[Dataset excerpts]
--- START ---

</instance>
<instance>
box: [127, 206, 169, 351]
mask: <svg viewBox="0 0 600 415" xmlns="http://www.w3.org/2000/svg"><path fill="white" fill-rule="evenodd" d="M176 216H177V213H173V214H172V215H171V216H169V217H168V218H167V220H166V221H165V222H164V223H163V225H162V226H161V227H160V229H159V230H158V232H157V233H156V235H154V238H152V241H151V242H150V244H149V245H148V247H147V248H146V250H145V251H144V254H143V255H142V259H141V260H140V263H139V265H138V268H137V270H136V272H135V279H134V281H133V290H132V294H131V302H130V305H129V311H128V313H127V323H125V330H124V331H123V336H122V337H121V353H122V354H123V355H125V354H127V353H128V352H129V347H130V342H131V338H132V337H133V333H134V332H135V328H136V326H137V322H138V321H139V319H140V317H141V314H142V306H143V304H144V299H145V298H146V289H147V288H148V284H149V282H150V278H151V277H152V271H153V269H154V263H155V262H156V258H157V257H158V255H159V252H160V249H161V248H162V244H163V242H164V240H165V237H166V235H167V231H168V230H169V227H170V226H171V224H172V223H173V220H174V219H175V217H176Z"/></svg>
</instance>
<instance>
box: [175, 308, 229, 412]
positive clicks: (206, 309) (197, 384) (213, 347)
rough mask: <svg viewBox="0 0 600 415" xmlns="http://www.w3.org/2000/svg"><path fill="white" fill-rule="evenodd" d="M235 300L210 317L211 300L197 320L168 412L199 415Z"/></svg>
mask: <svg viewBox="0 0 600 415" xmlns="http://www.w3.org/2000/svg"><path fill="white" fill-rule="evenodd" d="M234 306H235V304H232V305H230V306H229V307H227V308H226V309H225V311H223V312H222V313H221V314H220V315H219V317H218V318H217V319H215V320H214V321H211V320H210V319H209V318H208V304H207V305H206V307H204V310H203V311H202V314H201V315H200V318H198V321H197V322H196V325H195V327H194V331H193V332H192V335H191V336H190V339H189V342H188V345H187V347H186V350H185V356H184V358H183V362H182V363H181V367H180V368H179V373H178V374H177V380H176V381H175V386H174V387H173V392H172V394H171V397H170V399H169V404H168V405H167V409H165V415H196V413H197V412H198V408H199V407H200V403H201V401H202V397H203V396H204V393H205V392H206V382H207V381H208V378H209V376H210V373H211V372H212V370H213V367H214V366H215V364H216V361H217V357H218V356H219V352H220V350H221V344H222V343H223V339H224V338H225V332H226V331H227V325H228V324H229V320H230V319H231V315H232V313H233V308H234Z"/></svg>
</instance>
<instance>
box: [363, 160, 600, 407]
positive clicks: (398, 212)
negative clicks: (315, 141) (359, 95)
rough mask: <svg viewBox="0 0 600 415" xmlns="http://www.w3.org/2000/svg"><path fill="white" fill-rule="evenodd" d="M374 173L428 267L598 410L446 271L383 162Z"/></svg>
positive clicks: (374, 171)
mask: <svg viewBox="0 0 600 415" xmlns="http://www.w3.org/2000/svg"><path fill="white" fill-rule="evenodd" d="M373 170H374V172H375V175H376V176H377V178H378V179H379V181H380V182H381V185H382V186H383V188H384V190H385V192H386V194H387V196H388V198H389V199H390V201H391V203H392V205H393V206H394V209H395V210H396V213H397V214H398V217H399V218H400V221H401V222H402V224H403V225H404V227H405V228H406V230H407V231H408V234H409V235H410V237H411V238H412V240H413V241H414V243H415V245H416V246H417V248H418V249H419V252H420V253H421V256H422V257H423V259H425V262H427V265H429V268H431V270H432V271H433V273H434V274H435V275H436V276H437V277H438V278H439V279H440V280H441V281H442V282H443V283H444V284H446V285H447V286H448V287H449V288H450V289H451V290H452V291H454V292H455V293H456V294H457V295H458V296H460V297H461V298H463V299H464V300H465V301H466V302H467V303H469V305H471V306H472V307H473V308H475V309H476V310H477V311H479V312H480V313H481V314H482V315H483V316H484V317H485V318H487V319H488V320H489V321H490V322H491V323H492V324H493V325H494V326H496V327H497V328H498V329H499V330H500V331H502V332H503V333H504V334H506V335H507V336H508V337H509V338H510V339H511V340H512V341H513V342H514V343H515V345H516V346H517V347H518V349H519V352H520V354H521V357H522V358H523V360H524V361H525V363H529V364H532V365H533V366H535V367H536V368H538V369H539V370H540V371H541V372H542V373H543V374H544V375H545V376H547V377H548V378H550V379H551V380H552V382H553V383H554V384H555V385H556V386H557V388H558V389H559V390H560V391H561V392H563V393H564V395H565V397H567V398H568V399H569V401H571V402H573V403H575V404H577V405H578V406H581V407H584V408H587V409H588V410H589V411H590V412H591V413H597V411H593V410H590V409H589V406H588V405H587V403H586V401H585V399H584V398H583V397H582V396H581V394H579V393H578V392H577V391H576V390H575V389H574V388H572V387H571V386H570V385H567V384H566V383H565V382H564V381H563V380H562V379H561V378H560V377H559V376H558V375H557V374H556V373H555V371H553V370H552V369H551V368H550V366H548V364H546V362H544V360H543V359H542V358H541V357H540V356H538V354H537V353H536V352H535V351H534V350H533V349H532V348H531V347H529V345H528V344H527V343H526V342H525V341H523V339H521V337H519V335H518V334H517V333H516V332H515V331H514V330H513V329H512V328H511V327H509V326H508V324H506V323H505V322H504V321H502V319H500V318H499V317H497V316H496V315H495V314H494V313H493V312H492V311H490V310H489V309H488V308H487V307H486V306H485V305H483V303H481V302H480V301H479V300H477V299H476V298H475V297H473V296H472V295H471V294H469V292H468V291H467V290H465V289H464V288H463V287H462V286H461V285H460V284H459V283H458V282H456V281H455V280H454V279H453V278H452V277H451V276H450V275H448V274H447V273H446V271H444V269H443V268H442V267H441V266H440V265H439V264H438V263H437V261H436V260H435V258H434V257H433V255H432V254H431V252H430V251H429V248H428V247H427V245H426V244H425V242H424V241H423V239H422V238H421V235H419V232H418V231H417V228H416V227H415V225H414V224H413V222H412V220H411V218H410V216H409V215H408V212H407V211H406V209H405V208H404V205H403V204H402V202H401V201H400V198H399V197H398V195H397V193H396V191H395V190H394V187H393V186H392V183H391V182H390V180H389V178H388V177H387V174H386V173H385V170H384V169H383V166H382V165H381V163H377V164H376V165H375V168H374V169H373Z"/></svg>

--- END ---

◆ **DIRECTIONS FOR THIS TASK**: With the first line being the one containing "negative clicks: (315, 141) (359, 95)" and the last line the one containing "173L428 267L598 410L446", transcribe exactly the lines above that fall in that range.

◆ **THE COMPLETED TASK**:
negative clicks: (315, 141) (359, 95)
rough mask: <svg viewBox="0 0 600 415" xmlns="http://www.w3.org/2000/svg"><path fill="white" fill-rule="evenodd" d="M374 173L428 267L598 410L446 271L383 162Z"/></svg>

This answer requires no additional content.